[Required work] Could you render the rows below as a two-column CSV with the headers input and output, one line per row? Put each row's text and its answer in a single quoted field, with line breaks replaced by spaces.

(Data rows)
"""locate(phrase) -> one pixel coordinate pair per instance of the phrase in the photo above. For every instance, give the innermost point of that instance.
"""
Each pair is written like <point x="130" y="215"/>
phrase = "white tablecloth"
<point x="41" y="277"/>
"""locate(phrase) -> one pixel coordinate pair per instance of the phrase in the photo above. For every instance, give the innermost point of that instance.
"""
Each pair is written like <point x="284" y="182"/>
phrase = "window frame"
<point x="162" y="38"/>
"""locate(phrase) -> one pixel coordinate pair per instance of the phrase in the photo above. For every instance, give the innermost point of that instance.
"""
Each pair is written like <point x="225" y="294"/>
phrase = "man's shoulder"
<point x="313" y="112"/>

[Answer in full]
input,output
"""""""locate(phrase) -> one pixel coordinate pair per instance of the phrase in the photo above. For every instance, give the innermost point of that instance. """""" Each pair is written like <point x=""130"" y=""215""/> phrase = ""white tablecloth""","<point x=""41"" y=""277""/>"
"""""""locate(phrase) -> one pixel coordinate pair per instance of the phrase in the photo above. For every instance, give the innermost point of that instance. """""" Each pair is written like <point x=""284"" y=""182""/> phrase = ""window frame""","<point x=""162"" y=""38""/>"
"""""""locate(phrase) -> one pixel coordinate pair per instance of the phrase in the photo above. For every instance, give the innermost point of that instance. """""" Each pair is written like <point x=""225"" y=""294""/> phrase = ""man's shoulder""","<point x=""313"" y=""112""/>"